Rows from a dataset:

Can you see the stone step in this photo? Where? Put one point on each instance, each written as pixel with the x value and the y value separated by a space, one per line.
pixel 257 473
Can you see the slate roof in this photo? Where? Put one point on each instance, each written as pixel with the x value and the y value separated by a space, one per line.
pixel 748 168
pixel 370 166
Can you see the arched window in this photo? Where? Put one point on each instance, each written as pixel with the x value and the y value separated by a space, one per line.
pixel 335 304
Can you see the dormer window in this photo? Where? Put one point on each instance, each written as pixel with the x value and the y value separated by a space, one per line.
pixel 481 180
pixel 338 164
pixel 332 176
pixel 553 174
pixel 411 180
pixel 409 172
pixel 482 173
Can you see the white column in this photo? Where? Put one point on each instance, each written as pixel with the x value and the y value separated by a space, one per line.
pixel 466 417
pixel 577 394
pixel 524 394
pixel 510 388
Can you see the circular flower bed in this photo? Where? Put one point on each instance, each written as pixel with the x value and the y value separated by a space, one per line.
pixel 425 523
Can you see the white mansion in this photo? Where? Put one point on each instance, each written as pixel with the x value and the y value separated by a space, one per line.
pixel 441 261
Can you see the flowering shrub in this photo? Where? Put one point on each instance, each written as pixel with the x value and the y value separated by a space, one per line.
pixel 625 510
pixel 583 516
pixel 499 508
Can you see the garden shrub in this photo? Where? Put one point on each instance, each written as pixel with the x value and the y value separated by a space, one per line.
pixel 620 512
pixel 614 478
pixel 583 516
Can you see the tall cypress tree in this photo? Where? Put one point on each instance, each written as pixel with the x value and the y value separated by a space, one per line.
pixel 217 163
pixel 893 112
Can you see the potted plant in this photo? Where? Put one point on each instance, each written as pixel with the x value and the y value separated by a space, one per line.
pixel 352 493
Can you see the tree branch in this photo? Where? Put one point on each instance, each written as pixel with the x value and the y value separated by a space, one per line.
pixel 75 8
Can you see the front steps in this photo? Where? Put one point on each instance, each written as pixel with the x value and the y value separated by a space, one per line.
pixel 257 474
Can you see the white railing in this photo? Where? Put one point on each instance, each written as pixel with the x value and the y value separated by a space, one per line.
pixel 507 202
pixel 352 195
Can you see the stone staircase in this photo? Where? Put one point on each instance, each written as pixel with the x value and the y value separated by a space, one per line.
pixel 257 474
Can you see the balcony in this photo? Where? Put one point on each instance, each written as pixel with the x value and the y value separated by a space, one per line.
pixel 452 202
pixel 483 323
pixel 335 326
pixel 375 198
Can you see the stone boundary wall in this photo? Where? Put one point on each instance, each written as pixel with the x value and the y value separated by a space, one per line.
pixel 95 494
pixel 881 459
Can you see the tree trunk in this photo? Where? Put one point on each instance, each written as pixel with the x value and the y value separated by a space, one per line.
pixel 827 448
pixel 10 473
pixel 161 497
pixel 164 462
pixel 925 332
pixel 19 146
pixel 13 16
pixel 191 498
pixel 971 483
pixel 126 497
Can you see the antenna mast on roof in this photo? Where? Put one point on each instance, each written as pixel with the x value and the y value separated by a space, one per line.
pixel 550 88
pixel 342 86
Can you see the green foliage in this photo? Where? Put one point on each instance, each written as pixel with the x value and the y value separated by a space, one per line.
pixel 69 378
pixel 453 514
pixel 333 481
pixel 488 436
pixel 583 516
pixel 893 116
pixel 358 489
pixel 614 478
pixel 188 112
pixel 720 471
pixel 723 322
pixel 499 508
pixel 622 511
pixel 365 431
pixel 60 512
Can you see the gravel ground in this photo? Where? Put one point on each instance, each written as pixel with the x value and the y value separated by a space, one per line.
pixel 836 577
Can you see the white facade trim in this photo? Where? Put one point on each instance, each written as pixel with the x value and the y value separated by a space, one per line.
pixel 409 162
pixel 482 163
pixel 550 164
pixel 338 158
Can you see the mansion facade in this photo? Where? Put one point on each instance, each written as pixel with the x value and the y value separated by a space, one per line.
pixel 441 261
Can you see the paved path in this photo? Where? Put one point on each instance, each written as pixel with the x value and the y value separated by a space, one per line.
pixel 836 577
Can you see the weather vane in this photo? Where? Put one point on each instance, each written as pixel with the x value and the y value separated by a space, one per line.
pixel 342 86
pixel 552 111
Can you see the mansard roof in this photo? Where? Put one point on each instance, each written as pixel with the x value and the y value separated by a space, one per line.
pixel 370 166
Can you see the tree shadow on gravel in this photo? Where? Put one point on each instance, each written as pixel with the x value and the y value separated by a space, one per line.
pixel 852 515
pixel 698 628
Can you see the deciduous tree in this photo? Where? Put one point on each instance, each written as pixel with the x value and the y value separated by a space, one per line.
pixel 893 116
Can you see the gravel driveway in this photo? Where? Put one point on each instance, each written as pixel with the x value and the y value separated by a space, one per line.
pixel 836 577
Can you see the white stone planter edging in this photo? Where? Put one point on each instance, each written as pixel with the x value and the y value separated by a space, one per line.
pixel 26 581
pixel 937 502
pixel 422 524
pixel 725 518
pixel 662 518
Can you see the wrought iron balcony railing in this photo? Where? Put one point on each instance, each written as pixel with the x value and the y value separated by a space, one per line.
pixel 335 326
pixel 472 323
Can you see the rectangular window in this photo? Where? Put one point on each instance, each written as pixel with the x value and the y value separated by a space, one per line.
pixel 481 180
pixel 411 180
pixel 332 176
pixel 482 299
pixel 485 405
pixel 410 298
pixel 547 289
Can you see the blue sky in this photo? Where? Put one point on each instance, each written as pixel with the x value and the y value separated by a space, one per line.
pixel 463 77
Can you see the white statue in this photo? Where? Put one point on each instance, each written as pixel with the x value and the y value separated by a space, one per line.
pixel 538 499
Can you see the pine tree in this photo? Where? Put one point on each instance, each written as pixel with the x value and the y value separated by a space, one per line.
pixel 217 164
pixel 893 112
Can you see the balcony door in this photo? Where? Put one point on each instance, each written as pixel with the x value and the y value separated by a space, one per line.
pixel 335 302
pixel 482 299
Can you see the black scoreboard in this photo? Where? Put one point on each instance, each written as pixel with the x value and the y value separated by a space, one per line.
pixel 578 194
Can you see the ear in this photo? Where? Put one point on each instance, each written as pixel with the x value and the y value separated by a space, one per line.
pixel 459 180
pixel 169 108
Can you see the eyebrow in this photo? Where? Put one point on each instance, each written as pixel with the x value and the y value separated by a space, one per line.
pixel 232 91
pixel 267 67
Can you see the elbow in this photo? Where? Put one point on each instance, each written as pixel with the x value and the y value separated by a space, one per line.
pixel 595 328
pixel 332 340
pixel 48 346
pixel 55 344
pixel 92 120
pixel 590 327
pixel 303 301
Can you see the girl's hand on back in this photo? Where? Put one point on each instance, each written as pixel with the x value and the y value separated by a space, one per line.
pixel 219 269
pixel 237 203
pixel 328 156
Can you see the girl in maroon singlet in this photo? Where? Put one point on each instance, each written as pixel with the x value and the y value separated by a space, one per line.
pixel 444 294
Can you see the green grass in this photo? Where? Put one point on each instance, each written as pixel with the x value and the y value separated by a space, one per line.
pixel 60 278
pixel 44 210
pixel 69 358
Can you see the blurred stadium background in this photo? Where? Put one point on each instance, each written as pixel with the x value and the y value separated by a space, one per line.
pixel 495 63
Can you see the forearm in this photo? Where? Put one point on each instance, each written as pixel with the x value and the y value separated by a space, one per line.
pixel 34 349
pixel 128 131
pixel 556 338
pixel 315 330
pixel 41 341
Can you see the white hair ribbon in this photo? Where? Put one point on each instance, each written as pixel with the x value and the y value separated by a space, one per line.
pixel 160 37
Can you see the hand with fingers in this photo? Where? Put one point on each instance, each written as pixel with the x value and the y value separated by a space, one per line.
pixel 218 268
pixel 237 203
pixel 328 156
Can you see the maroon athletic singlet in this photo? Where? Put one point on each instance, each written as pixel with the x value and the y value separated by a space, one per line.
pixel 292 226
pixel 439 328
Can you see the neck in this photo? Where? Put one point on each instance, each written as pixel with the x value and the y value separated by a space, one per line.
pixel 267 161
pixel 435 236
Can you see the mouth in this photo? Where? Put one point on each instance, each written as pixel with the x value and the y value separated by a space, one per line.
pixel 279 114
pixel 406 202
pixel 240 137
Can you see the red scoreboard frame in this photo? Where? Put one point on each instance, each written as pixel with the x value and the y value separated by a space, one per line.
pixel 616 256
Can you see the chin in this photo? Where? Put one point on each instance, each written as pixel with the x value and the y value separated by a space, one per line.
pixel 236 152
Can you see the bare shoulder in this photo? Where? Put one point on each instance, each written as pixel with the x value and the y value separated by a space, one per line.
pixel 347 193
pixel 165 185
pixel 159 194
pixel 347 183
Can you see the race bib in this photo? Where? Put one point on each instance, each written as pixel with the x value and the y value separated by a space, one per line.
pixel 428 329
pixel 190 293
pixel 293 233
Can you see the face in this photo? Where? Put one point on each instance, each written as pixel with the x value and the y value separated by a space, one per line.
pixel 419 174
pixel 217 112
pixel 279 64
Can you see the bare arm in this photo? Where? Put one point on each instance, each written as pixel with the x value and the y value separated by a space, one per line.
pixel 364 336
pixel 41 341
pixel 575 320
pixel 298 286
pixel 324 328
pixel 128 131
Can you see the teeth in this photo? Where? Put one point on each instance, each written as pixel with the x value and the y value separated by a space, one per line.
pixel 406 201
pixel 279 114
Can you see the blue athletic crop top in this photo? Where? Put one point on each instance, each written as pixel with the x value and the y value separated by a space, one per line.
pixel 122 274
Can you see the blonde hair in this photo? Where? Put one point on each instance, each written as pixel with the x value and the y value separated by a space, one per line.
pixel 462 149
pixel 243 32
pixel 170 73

* Short task:
Rewrite the material from the line with "Can you see the stone boundary" up to and including the line with "pixel 552 111", replacing "gravel ground" with "gravel surface" and leaving everything else unchanged.

* Task output:
Can you see the stone boundary wall in this photo? Where? Put one point on each instance, each written as pixel with the x value and the y value separated by a space, one per line.
pixel 95 494
pixel 881 459
Can you see the tree trunk in this photo? Where? Put one point on each instance, each written as pixel with the x value and the y value separated by a space, one per line.
pixel 827 448
pixel 10 473
pixel 161 497
pixel 164 462
pixel 925 332
pixel 19 146
pixel 13 16
pixel 191 498
pixel 971 483
pixel 126 497
Can you see the antenna mast on roof in this photo? Where? Put one point on each instance, each written as pixel with the x value and the y value separated by a space, one per line.
pixel 550 88
pixel 342 86
Can you see the green foliage in this photo? Where? Put one point on each instance, each written as pixel with the x value and the y value separated by a space, one per line.
pixel 69 378
pixel 453 514
pixel 333 481
pixel 488 436
pixel 583 516
pixel 893 116
pixel 358 489
pixel 614 478
pixel 188 112
pixel 720 471
pixel 723 322
pixel 499 508
pixel 622 511
pixel 365 431
pixel 60 512
Can you see the gravel surface in this photo? Where? Put one point on each instance, each written as pixel with the x value and the y value separated by a space, one per line.
pixel 836 577
Can you see the white facade trim in this photo? Where? Put one point on each instance, each written as pixel with the x value and the y value separated by a space, one per line.
pixel 409 162
pixel 482 163
pixel 550 164
pixel 338 158
Can you see the mansion facade in this photo? Where? Put one point on each instance, each written as pixel with the x value and the y value separated by a space, one per line.
pixel 441 261
Can you see the paved path in this photo? Where? Put one point on each instance, each written as pixel with the x value and the y value separated by a space, one per line.
pixel 836 577
Can you see the weather vane in this photo? Where? Put one point on each instance, each written as pixel with the x value and the y value separated by a space, one per line.
pixel 342 86
pixel 552 111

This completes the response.